## Fragmento del texto

-*-*-

Hay días en que no me soporto. No es drama. Es sinceridad brutal.
Me levanto tarde con el cuerpo pesado y el alma más todavía.
No tengo hambre, tengo ansiedad. No tengo sueño, tengo fuga. No estoy cansado, estoy perdido.
Mi cama se volvió mi trinchera. Mis excusas, religión. Y mis hábitos… esos malditos hábitos suaves como cuchillos de terciopelo, me matan sin que sangren las venas.
Me digo: —"Vas a cambiar". Y esa voz ya suena vacía, como una promesa que huele a mentira.
A veces me odio por dentro. No por maldad, sino por cobardía. Porque sé lo que tengo que hacer y no lo hago. Porque siento que puedo pero no quiero. Porque quiero querer, pero no me nace.
Mis hábitos no son solo acciones. Son grilletes dulces. Me sostienen cuando todo se cae, pero también me hunden.

-*-*-

## Datos recopilados
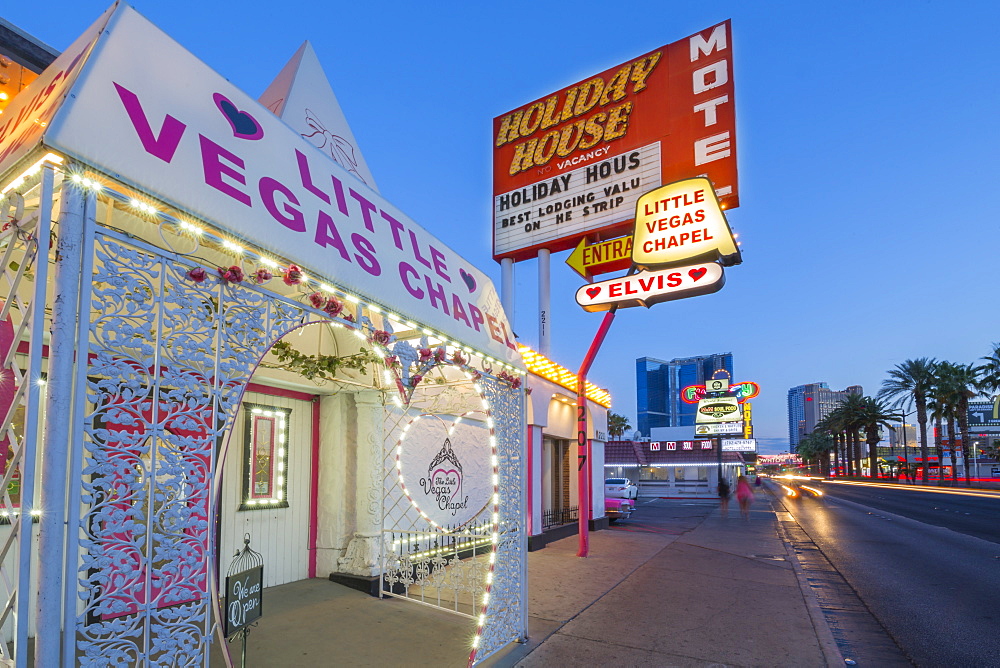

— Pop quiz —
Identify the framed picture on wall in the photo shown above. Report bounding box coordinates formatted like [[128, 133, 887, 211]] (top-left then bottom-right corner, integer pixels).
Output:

-*-*-

## Tareas
- a) Explica, según el fragmento sobre los hábitos, por qué quien habla dice que a veces se odia por dentro.
- b) Edita el fragmento sobre los hábitos: escribe de nuevo el pasaje desde "Mi cama se volvió" hasta "no me nace." y sustituye "trinchera" por "refugio".
- c) ¿Qué son los hábitos, además de acciones, según el fragmento sobre los hábitos?

## Respuestas del ejercicio
- a) Quien habla no se odia por maldad, sino por cobardía. Sabe lo que tiene que hacer y no lo hace, y siente que puede pero no quiere. Además, quiere querer, pero no le nace.

- b)
Mi cama se volvió mi refugio. Mis excusas, religión. Y mis hábitos… esos malditos hábitos suaves como cuchillos de terciopelo, me matan sin que sangren las venas.
Me digo: —"Vas a cambiar". Y esa voz ya suena vacía, como una promesa que huele a mentira.
A veces me odio por dentro. No por maldad, sino por cobardía. Porque sé lo que tengo que hacer y no lo hago. Porque siento que puedo pero no quiero. Porque quiero querer, pero no me nace.

- c) Son grilletes dulces.